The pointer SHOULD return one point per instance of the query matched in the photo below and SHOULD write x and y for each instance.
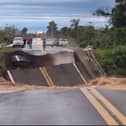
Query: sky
(35, 14)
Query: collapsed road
(58, 69)
(59, 106)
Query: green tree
(75, 23)
(117, 14)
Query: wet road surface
(117, 97)
(61, 75)
(55, 107)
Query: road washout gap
(64, 68)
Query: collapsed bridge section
(60, 69)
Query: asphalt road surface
(61, 75)
(48, 107)
(63, 106)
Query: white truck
(18, 41)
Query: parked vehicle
(18, 41)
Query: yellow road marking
(100, 109)
(47, 77)
(113, 109)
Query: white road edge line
(82, 77)
(10, 76)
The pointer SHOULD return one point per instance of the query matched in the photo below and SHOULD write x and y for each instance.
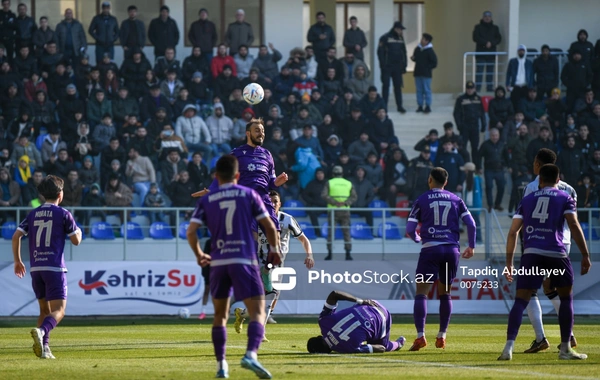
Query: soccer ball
(253, 93)
(184, 313)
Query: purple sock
(48, 324)
(565, 318)
(445, 311)
(219, 335)
(256, 331)
(515, 318)
(420, 312)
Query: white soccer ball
(184, 313)
(253, 93)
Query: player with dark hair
(440, 213)
(542, 216)
(534, 309)
(227, 212)
(48, 227)
(362, 328)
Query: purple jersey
(353, 329)
(48, 227)
(227, 213)
(543, 213)
(439, 212)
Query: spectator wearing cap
(469, 117)
(487, 37)
(203, 34)
(576, 75)
(104, 28)
(392, 61)
(519, 76)
(239, 33)
(322, 36)
(42, 36)
(545, 72)
(163, 32)
(97, 107)
(71, 40)
(132, 33)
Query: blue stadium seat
(392, 231)
(102, 231)
(338, 231)
(160, 230)
(291, 205)
(361, 231)
(134, 231)
(8, 229)
(308, 229)
(379, 204)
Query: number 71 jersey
(543, 213)
(439, 212)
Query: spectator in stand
(74, 45)
(469, 117)
(104, 28)
(194, 132)
(452, 162)
(500, 111)
(203, 34)
(425, 61)
(491, 154)
(163, 32)
(583, 46)
(545, 72)
(576, 75)
(519, 76)
(321, 36)
(418, 173)
(543, 141)
(239, 33)
(487, 37)
(140, 172)
(431, 140)
(354, 39)
(571, 162)
(42, 36)
(170, 168)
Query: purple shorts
(432, 263)
(49, 285)
(244, 279)
(532, 261)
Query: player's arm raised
(579, 238)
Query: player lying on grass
(228, 212)
(541, 215)
(289, 227)
(361, 328)
(48, 227)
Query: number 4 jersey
(48, 227)
(543, 213)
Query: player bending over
(228, 212)
(534, 309)
(48, 227)
(542, 215)
(440, 212)
(289, 227)
(362, 328)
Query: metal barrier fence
(501, 60)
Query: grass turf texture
(140, 348)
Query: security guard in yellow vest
(339, 193)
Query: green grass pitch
(163, 348)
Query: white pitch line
(433, 364)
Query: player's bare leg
(256, 330)
(219, 335)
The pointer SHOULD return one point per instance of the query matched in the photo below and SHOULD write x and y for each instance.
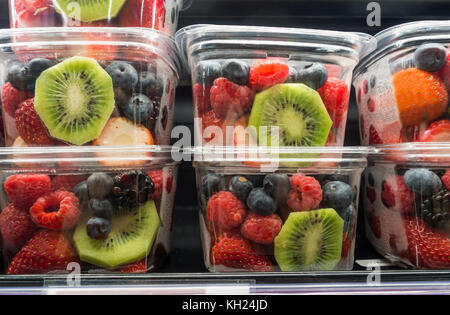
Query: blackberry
(132, 189)
(435, 210)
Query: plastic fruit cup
(270, 86)
(402, 88)
(87, 86)
(407, 204)
(62, 208)
(278, 209)
(155, 14)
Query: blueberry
(20, 77)
(138, 109)
(314, 75)
(430, 57)
(278, 186)
(150, 84)
(101, 208)
(207, 71)
(38, 65)
(123, 75)
(98, 228)
(422, 181)
(260, 202)
(241, 187)
(81, 192)
(337, 195)
(210, 185)
(236, 71)
(99, 185)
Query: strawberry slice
(438, 131)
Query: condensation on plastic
(51, 15)
(84, 161)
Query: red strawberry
(396, 195)
(267, 73)
(29, 126)
(46, 251)
(16, 226)
(24, 190)
(438, 131)
(427, 249)
(335, 95)
(139, 267)
(143, 13)
(56, 211)
(235, 252)
(12, 97)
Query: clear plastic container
(248, 78)
(88, 210)
(407, 204)
(402, 87)
(154, 14)
(87, 86)
(285, 209)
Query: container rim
(138, 36)
(284, 157)
(412, 152)
(88, 154)
(361, 43)
(404, 35)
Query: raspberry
(29, 126)
(335, 95)
(56, 211)
(12, 97)
(267, 73)
(261, 229)
(157, 179)
(228, 98)
(446, 179)
(235, 252)
(305, 194)
(396, 195)
(202, 97)
(225, 210)
(16, 226)
(66, 182)
(46, 251)
(24, 190)
(426, 249)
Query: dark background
(344, 15)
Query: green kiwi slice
(131, 238)
(75, 99)
(89, 10)
(297, 110)
(310, 241)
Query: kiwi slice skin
(89, 10)
(310, 241)
(75, 99)
(297, 110)
(131, 239)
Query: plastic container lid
(406, 35)
(133, 39)
(77, 158)
(278, 42)
(314, 158)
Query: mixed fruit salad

- [Task requirements]:
Omit every picture, then reproduce the rest of the listing exactly.

- [Complete answer]:
The pointer SHOULD return one point per instance of the query matched in the photo below and SHOULD write x and y for each instance.
Query: sky
(35, 14)
Query: collapsed road
(58, 69)
(59, 106)
Query: green tree
(75, 23)
(117, 14)
Query: wet road surface
(117, 97)
(61, 75)
(55, 107)
Query: road washout gap
(64, 68)
Query: collapsed bridge section
(60, 69)
Query: asphalt road surface
(61, 75)
(48, 107)
(63, 106)
Query: white truck
(18, 41)
Query: parked vehicle
(18, 41)
Query: yellow road marking
(100, 109)
(47, 77)
(113, 109)
Query: white road edge line
(82, 77)
(10, 76)
The pointer SHOULD return one point per instance of the query matched in the photo below and SHOULD write x and y for each instance.
Query: soccer ball
(253, 93)
(184, 313)
Query: purple sock
(48, 324)
(565, 318)
(445, 311)
(219, 335)
(256, 331)
(515, 318)
(420, 312)
Query: white soccer ball
(184, 313)
(253, 93)
Query: player with dark hair
(440, 213)
(542, 216)
(534, 309)
(227, 212)
(48, 227)
(362, 328)
Query: purple jersey
(353, 329)
(48, 227)
(227, 213)
(543, 213)
(439, 212)
Query: spectator wearing cap
(469, 117)
(487, 37)
(203, 34)
(576, 75)
(104, 28)
(392, 61)
(519, 76)
(239, 33)
(322, 36)
(42, 36)
(545, 72)
(163, 32)
(97, 107)
(71, 40)
(132, 33)
Query: blue stadium seat
(392, 231)
(102, 231)
(338, 231)
(160, 230)
(291, 205)
(361, 231)
(134, 231)
(8, 229)
(308, 229)
(379, 204)
Query: number 71 jersey
(543, 213)
(439, 212)
Query: spectator in stand
(74, 45)
(469, 117)
(104, 28)
(194, 132)
(452, 162)
(500, 111)
(203, 34)
(425, 61)
(491, 154)
(163, 32)
(583, 46)
(545, 72)
(576, 75)
(519, 76)
(321, 36)
(418, 173)
(543, 141)
(239, 33)
(487, 37)
(140, 172)
(431, 140)
(354, 39)
(571, 162)
(42, 36)
(170, 168)
Query: purple shorts
(432, 263)
(49, 285)
(244, 279)
(532, 261)
Query: player's arm raised
(579, 238)
Query: player lying on grass
(228, 212)
(541, 215)
(289, 227)
(361, 328)
(48, 227)
Query: number 4 jersey
(48, 227)
(543, 213)
Query: player bending over
(228, 212)
(534, 309)
(48, 227)
(542, 215)
(440, 212)
(289, 227)
(362, 328)
Query: metal barrier fence
(501, 60)
Query: grass turf texture
(140, 348)
Query: security guard in yellow vest
(339, 193)
Query: green grass pitch
(163, 348)
Query: white pitch line
(433, 364)
Query: player's bare leg
(256, 330)
(219, 335)
The pointer SHOULD return one point per instance of the query matched in the photo below and SHOULD write x and y for each instance.
Query: blackberry
(132, 189)
(435, 210)
Query: plastic fruit cup
(270, 86)
(402, 88)
(87, 86)
(407, 204)
(62, 208)
(278, 209)
(155, 14)
Query: blueberry
(20, 77)
(138, 109)
(314, 75)
(430, 57)
(278, 186)
(150, 84)
(101, 208)
(207, 71)
(38, 65)
(123, 75)
(98, 228)
(422, 181)
(260, 202)
(241, 187)
(81, 192)
(337, 195)
(210, 185)
(236, 71)
(99, 185)
Query: strawberry slice
(438, 131)
Query: condensation on plastic
(51, 15)
(84, 161)
Query: red strawberry
(396, 195)
(267, 73)
(29, 126)
(46, 251)
(16, 226)
(24, 190)
(438, 131)
(427, 249)
(335, 95)
(139, 267)
(143, 13)
(56, 211)
(235, 252)
(12, 97)
Query: clear plastic container
(248, 78)
(88, 210)
(407, 204)
(402, 87)
(154, 14)
(87, 86)
(285, 209)
Query: container rim
(138, 36)
(284, 157)
(412, 152)
(88, 154)
(361, 43)
(404, 35)
Query: raspberry
(29, 126)
(335, 95)
(56, 211)
(12, 97)
(267, 73)
(261, 229)
(157, 179)
(228, 98)
(446, 179)
(235, 252)
(305, 194)
(396, 195)
(202, 97)
(225, 210)
(16, 226)
(66, 182)
(46, 251)
(24, 190)
(426, 249)
Query: dark background
(344, 15)
Query: green kiwi slice
(131, 238)
(75, 99)
(89, 10)
(297, 110)
(310, 241)
Query: kiwi slice skin
(89, 10)
(310, 241)
(75, 99)
(297, 110)
(131, 239)
Query: plastic container lid
(406, 35)
(133, 39)
(77, 158)
(278, 42)
(314, 158)
Query: mixed fruit salad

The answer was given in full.